Stored items
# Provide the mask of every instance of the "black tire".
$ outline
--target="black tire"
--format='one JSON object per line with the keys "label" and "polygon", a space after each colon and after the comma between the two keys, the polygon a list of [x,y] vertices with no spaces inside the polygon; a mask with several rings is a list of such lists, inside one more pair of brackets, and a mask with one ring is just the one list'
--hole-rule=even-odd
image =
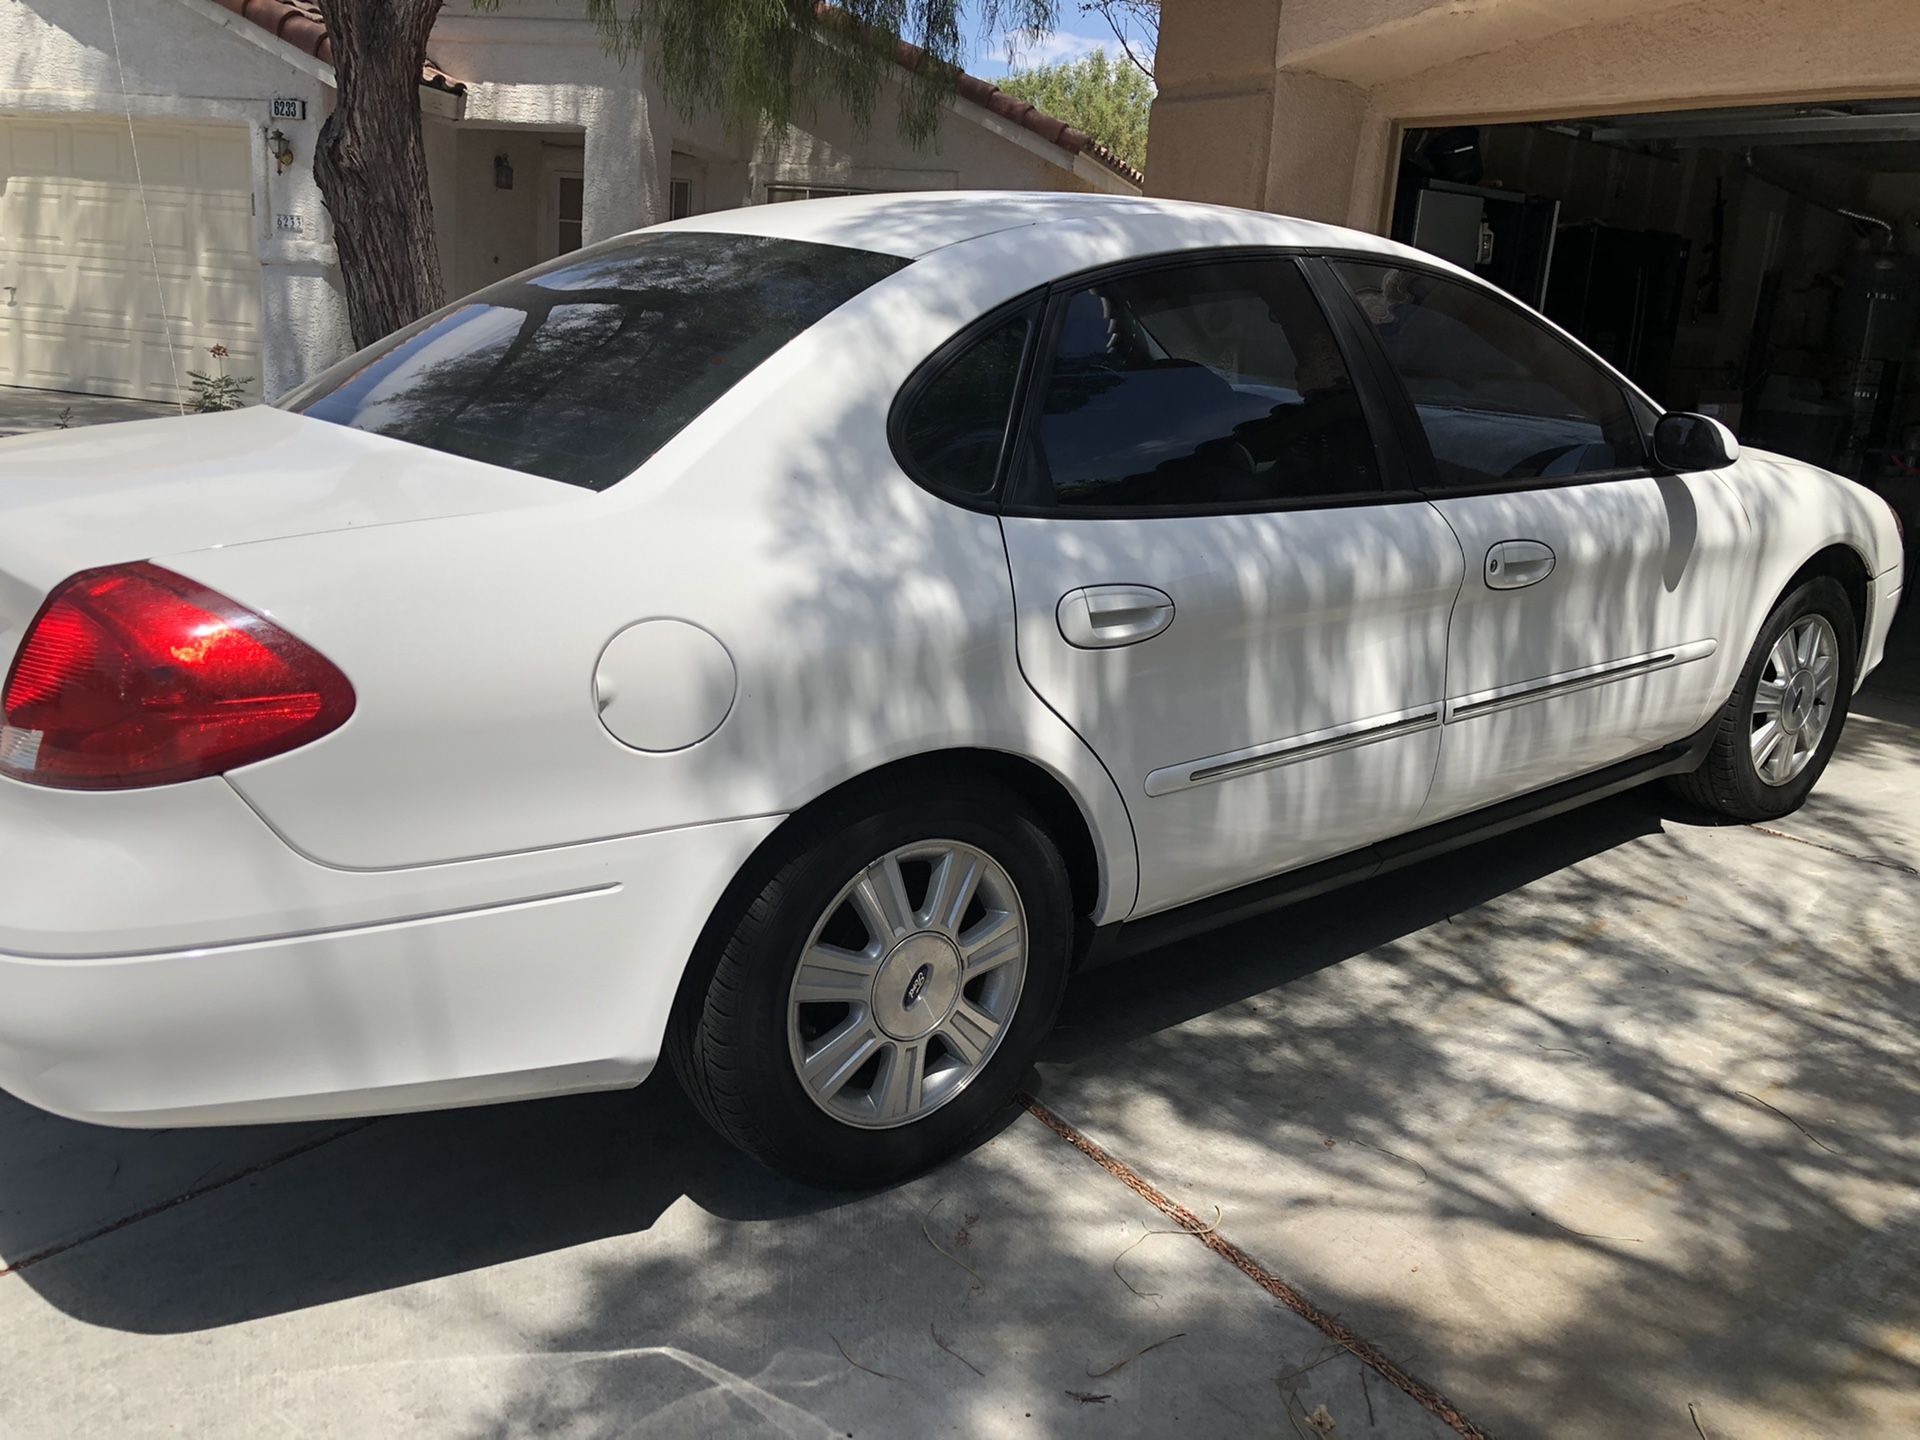
{"label": "black tire", "polygon": [[[992,857],[1025,911],[1027,970],[997,1048],[952,1096],[892,1129],[844,1123],[816,1104],[788,1048],[801,951],[841,888],[894,849],[955,840]],[[696,953],[667,1030],[695,1108],[734,1145],[811,1185],[864,1188],[963,1149],[1001,1116],[1053,1027],[1072,954],[1066,863],[1013,791],[929,765],[803,817],[756,857]]]}
{"label": "black tire", "polygon": [[[1773,785],[1761,778],[1753,762],[1754,700],[1766,669],[1767,652],[1789,626],[1806,615],[1823,616],[1833,627],[1840,646],[1840,682],[1834,695],[1833,712],[1812,758],[1798,775],[1784,784]],[[1847,723],[1848,703],[1853,698],[1859,653],[1853,606],[1848,603],[1840,583],[1817,576],[1796,586],[1773,607],[1766,623],[1760,627],[1753,652],[1740,671],[1740,682],[1720,711],[1707,758],[1698,770],[1677,775],[1667,783],[1683,800],[1730,820],[1777,820],[1799,809],[1808,792],[1819,783],[1833,755],[1833,747],[1840,742],[1840,732]]]}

Exercise ▸
Could the lines above be copied out exactly, with no image carried over?

Written solution ▸
# Provide the mask of every instance of the "black tire".
$ outline
--target="black tire"
--format='one JSON object per line with the keys "label" and "polygon", a space after each colon and after the comma between the two keys, the polygon a list of [x,y] vertices with no spaces inside the polygon; a mask with several rings is a list of such lists, inside one more pair of brackets, and a mask with one ring is just the one list'
--hole-rule=even-odd
image =
{"label": "black tire", "polygon": [[[992,857],[1025,911],[1027,970],[997,1048],[952,1096],[892,1129],[844,1123],[816,1104],[788,1048],[801,951],[841,888],[894,849],[955,840]],[[696,953],[667,1030],[695,1108],[734,1145],[811,1185],[864,1188],[963,1149],[1001,1116],[1053,1027],[1072,954],[1066,863],[1013,791],[929,765],[803,817],[756,857]]]}
{"label": "black tire", "polygon": [[[1773,785],[1761,778],[1753,762],[1754,700],[1766,669],[1767,652],[1789,626],[1806,615],[1823,616],[1833,627],[1840,646],[1840,682],[1834,695],[1833,712],[1812,758],[1798,775],[1784,784]],[[1847,723],[1848,703],[1853,698],[1859,653],[1853,606],[1848,603],[1840,583],[1817,576],[1796,586],[1773,607],[1766,623],[1760,627],[1753,652],[1740,671],[1740,682],[1720,711],[1707,758],[1698,770],[1677,775],[1667,783],[1683,800],[1730,820],[1777,820],[1799,809],[1808,792],[1819,783],[1833,755],[1833,747],[1840,742],[1840,732]]]}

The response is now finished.